#### ZADANIE DO WYKONANIA:
Przedstaw jako listę numerowaną, bez pustych wierszy, wszystko od wiersza zawierającego „Put a marker on every instance of the front” w dół aż do wiersza zawierającego „[(40, 158)]”, oba te wiersze włącznie.

#### PRZEDSTAWIONE REKORDY:

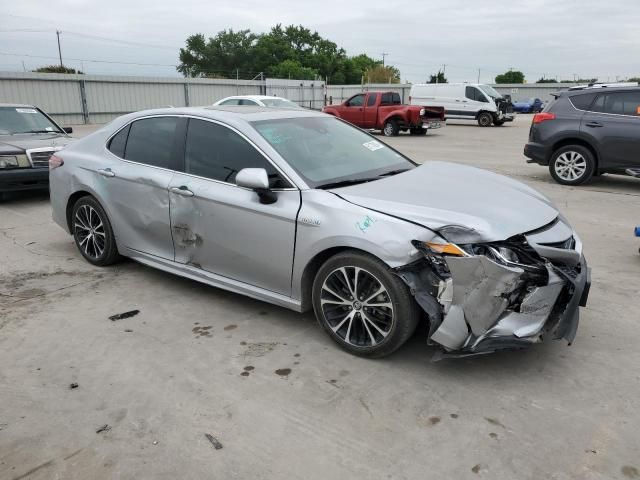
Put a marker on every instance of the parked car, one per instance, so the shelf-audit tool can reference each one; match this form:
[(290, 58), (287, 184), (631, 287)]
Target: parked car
[(586, 132), (465, 101), (528, 105), (304, 210), (384, 111), (258, 100), (28, 137)]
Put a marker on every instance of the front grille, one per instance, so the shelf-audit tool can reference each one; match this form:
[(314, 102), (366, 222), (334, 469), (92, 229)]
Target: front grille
[(40, 158)]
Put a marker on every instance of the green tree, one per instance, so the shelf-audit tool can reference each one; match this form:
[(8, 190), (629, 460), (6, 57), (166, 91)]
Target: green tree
[(438, 78), (223, 55), (293, 69), (57, 69), (380, 74), (512, 76)]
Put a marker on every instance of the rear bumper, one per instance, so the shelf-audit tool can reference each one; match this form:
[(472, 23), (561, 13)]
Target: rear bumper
[(536, 153), (24, 179)]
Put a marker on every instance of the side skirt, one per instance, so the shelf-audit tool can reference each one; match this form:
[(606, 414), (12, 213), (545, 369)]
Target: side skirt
[(213, 280)]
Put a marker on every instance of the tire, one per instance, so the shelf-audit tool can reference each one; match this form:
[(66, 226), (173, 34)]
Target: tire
[(572, 165), (98, 246), (485, 119), (363, 325), (390, 128)]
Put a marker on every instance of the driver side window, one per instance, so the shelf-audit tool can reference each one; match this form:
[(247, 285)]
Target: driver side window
[(217, 152), (356, 101)]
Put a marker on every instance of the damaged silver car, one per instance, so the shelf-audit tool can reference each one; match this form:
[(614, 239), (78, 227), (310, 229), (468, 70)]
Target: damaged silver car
[(303, 210)]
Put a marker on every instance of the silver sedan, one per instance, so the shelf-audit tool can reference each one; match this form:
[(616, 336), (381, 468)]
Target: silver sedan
[(305, 211)]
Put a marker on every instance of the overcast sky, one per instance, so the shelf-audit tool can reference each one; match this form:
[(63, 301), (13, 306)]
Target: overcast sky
[(555, 38)]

#### PEŁNA ODPOWIEDŹ:
1. Put a marker on every instance of the front grille, one per instance, so the shelf-audit tool can reference each one; match this form:
2. [(314, 102), (366, 222), (334, 469), (92, 229)]
3. Target: front grille
4. [(40, 158)]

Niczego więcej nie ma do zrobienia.